== TRY IT ==
Omitting all images, output the entries that follow exactly as written.
'''
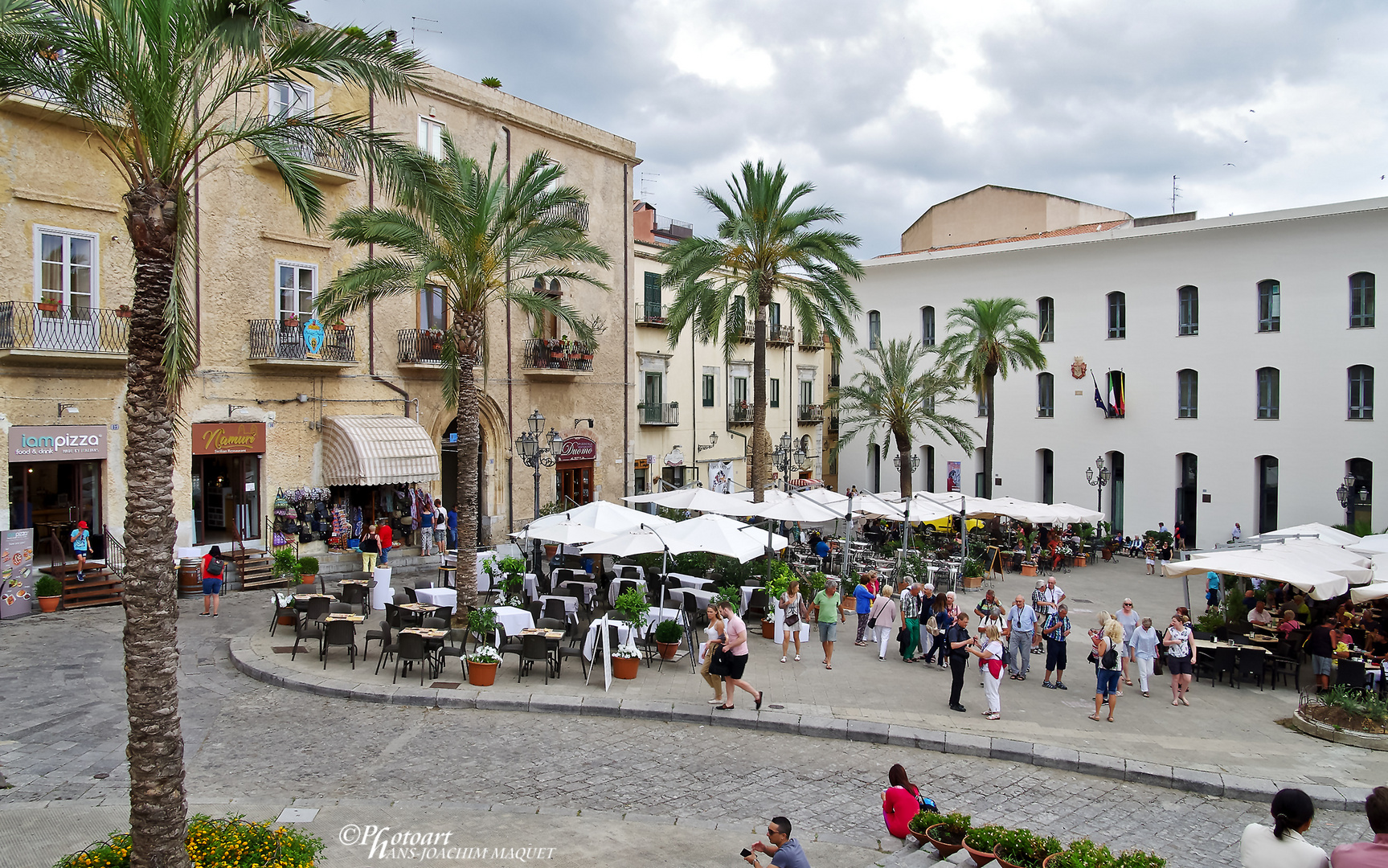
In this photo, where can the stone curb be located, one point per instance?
(1099, 765)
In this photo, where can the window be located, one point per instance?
(1189, 306)
(1362, 301)
(1118, 316)
(1362, 392)
(1046, 318)
(66, 271)
(1267, 393)
(432, 310)
(1269, 306)
(297, 286)
(431, 137)
(1187, 395)
(1046, 396)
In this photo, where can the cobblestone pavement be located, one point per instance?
(63, 690)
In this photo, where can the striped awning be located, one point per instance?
(376, 450)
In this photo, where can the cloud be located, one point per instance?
(890, 107)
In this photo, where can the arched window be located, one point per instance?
'''
== RESPONSE TO THIS TASK ==
In this photo, where can the stone curb be located, one point per instance?
(1099, 765)
In this photo, where can the window be located, one point per instance?
(1189, 306)
(1362, 301)
(1118, 316)
(1362, 392)
(1046, 318)
(66, 271)
(1267, 393)
(432, 310)
(1269, 306)
(297, 286)
(431, 137)
(1187, 395)
(1046, 396)
In this photo, where can the cobblestone pavement be located, one point per instance?
(63, 690)
In this photo, where can the striped awning be located, one point per instance?
(376, 450)
In this photo, where can the cloud be located, one point per instance?
(890, 107)
In this photo, where can the arched window be located, one point per instance?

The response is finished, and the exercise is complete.